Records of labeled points
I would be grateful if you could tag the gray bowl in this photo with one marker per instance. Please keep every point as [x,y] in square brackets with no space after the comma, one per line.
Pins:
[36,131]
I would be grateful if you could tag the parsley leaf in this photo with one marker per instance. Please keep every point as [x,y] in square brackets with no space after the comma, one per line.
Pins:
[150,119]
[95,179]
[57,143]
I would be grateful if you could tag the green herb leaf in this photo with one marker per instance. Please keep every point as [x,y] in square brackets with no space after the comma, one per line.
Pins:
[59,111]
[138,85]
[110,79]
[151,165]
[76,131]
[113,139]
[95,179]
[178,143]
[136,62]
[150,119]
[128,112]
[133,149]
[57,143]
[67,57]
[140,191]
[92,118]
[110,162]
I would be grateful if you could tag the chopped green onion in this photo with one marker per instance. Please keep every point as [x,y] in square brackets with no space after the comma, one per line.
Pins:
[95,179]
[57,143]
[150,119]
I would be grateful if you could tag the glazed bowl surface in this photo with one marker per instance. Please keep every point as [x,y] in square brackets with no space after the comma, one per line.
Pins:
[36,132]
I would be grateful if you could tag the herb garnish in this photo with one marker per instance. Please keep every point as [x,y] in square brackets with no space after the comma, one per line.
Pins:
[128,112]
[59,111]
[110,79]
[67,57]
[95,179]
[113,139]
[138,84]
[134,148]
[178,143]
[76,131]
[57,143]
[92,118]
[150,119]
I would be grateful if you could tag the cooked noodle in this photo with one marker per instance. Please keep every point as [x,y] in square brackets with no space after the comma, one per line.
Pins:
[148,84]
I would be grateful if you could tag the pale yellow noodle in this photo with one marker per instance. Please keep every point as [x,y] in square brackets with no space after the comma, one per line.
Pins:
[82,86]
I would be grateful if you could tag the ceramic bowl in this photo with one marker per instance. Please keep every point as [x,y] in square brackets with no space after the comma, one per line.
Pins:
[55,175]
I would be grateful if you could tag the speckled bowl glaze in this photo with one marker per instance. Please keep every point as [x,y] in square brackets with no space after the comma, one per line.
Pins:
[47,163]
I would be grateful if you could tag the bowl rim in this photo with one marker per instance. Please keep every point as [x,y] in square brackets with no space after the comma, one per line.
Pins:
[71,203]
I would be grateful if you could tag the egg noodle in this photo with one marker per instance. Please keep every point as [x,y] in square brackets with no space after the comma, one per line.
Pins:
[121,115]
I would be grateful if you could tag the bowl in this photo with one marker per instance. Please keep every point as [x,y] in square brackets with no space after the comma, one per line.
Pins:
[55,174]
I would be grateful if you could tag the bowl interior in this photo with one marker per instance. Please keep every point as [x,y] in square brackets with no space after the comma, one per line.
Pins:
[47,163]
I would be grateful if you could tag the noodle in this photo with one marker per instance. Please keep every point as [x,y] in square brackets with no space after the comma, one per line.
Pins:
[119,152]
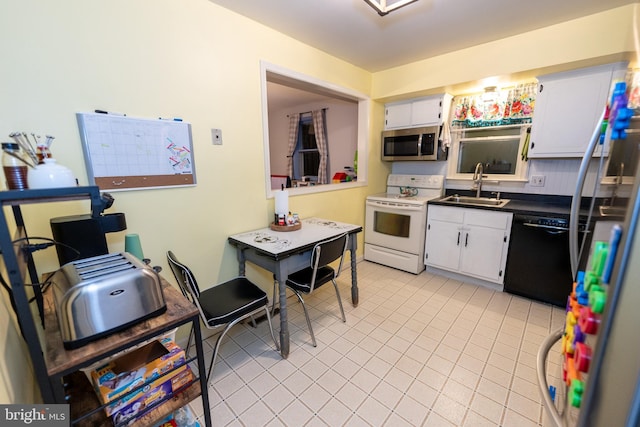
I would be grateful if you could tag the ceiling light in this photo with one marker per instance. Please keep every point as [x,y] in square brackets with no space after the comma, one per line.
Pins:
[385,6]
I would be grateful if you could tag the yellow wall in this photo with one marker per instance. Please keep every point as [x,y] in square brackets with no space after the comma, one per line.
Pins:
[195,60]
[593,40]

§ Job: Copy the part of the material that runs from the line containing "I would be grateful if you could tag the yellow" through the end of the material, keeping the request line, and shift every coordinate value in the points by -6.

§ Exercise result:
I would be grateful if you could tag the yellow wall in this photo with one marker per instance. Please keep every point as [x,y] in square brackets with no space after the comma, one per line.
Pins:
[189,54]
[587,34]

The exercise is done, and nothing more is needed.